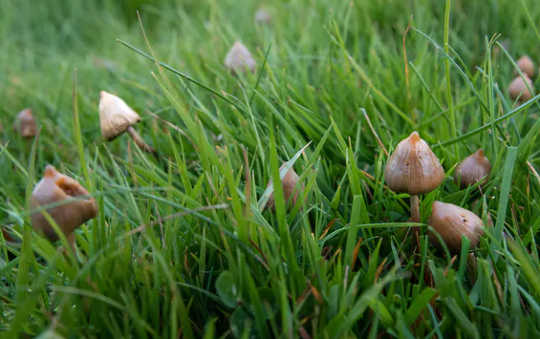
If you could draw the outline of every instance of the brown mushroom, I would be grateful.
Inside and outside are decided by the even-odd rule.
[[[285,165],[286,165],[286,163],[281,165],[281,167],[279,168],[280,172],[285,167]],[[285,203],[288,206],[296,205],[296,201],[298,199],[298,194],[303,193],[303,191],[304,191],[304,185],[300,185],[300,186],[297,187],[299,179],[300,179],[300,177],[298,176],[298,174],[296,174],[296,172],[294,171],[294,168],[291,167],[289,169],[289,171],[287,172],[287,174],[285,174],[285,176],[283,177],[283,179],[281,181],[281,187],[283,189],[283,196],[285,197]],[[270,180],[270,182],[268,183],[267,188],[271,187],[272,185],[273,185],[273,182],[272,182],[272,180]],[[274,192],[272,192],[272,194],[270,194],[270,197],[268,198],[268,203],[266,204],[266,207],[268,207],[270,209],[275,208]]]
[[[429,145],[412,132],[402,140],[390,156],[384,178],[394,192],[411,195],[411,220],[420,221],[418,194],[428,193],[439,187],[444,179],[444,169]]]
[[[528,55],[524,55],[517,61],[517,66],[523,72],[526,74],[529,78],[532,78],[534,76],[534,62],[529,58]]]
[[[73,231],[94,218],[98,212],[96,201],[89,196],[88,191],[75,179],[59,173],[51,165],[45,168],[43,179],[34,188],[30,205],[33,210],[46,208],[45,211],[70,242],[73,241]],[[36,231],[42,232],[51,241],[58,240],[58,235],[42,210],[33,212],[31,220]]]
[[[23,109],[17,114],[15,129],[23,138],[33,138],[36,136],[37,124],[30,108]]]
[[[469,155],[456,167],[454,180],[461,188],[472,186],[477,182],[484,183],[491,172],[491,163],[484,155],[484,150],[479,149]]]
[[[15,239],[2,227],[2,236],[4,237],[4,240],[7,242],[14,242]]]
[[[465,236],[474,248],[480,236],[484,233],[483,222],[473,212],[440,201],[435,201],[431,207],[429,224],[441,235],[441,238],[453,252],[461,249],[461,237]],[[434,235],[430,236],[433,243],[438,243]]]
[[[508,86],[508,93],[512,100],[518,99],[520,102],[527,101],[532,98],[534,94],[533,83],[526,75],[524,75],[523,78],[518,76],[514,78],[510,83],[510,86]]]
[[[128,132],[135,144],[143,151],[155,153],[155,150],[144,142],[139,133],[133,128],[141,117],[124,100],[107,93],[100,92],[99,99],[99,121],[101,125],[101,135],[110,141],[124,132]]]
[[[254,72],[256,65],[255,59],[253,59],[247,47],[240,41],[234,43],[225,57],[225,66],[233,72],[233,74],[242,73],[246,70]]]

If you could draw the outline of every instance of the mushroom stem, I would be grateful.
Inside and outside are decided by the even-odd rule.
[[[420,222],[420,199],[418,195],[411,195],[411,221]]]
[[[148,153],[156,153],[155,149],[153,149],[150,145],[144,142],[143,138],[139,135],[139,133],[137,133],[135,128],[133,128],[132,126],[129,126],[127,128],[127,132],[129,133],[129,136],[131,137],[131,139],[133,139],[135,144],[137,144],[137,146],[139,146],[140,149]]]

## What the task requires
Among the lines above, return those that hold the word "draw".

## Exercise output
If you could draw the outline of every instance of the brown mushroom, I would be grateful.
If you could draw the outline of every instance of the mushroom stem, I would be grateful.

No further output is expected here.